======== RECORD EXCERPTS ========

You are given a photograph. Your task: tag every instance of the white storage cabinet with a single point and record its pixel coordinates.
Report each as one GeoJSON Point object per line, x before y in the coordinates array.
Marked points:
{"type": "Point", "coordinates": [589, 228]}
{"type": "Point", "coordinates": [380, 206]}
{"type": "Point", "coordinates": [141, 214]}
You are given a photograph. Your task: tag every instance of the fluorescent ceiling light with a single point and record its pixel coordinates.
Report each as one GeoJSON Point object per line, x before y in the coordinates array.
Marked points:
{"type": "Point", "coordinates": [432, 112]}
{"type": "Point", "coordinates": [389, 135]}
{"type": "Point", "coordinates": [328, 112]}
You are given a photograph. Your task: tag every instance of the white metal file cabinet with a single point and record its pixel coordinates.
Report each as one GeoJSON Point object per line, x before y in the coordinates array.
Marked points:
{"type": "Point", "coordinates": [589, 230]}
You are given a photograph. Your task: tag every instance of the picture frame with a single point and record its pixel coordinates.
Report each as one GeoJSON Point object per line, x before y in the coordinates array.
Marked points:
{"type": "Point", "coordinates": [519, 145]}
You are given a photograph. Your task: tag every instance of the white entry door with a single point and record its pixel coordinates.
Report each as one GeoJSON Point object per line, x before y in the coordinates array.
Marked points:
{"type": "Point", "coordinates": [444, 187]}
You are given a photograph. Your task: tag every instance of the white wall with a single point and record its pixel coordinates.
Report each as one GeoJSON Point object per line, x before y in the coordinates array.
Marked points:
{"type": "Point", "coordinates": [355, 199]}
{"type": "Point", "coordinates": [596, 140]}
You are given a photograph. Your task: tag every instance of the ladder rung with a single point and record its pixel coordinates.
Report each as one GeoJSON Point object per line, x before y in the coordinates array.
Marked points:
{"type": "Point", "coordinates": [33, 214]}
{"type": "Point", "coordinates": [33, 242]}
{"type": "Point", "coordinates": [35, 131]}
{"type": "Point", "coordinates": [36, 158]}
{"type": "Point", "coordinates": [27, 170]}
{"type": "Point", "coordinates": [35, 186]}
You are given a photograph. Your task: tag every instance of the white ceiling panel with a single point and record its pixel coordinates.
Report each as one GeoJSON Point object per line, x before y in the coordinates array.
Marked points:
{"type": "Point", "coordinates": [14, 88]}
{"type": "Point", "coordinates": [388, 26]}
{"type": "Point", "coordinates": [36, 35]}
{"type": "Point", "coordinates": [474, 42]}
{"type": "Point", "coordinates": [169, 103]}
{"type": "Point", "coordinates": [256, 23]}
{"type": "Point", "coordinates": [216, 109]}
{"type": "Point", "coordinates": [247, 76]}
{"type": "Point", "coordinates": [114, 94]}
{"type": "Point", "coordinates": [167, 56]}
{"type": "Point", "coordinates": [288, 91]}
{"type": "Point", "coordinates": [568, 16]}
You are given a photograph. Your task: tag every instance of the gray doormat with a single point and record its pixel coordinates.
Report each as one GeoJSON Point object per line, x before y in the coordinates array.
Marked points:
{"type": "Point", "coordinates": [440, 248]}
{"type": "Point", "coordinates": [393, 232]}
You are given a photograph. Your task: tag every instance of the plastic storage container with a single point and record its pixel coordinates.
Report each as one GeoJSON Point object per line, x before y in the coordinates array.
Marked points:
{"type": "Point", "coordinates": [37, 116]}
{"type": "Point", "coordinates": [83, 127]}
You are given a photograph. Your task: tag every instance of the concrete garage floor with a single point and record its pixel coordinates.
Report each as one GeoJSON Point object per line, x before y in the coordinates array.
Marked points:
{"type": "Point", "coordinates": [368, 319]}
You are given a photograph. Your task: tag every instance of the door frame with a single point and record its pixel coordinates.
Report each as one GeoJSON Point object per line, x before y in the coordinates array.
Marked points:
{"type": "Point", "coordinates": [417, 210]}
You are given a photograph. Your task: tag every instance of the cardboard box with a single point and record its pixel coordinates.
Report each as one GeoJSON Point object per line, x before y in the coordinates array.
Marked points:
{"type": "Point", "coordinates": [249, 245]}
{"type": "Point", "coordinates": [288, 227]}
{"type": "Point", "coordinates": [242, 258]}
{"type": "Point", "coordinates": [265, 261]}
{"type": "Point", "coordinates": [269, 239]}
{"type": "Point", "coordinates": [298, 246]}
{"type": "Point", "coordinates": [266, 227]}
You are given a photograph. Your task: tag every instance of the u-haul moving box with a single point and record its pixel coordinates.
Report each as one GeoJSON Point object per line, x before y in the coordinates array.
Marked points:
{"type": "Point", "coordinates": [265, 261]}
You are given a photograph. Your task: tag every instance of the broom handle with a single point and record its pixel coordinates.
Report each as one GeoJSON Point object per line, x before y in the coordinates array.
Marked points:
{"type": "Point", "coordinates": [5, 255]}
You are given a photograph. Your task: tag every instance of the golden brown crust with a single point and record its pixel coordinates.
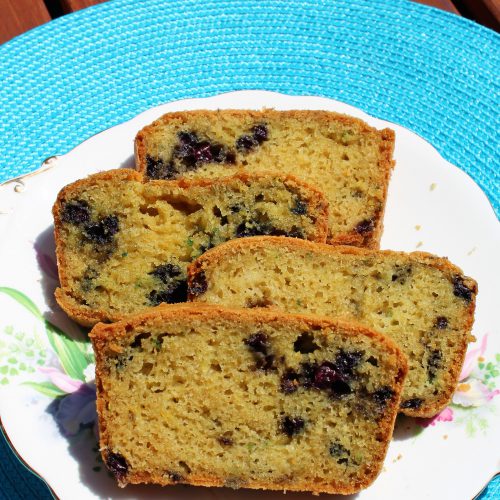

========

WHAT YOU ARE ASKED TO DO. Reproduce the lines above, beginning at the line with "the white entry" and stopping after the line with "the white ceiling", exactly as they are.

TASK OUTPUT.
You are given a photograph. Your task: tag every instance of the white entry door with a single point and record its pixel coordinates.
Report each as one GeoJSON Point object per line, x before y in the coordinates array.
Marked points:
{"type": "Point", "coordinates": [444, 187]}
You are given a photograph. Your task: tag every instance of the white wall with a single point and record its pixel coordinates.
Report each as one GeoJSON Point object per line, x before y in the coordinates array.
Marked points:
{"type": "Point", "coordinates": [355, 199]}
{"type": "Point", "coordinates": [596, 140]}
You are given a photograph. Your task: tag every instance of the ladder rung with a single point and record its pixel coordinates.
Report each as one GeoJSON Point object per line, x before y in the coordinates array.
Marked points:
{"type": "Point", "coordinates": [33, 214]}
{"type": "Point", "coordinates": [33, 242]}
{"type": "Point", "coordinates": [35, 131]}
{"type": "Point", "coordinates": [36, 158]}
{"type": "Point", "coordinates": [27, 170]}
{"type": "Point", "coordinates": [35, 186]}
You are given a photograph. Your task: tag every instance of the white ceiling panel with a single point and record its pixel coordinates.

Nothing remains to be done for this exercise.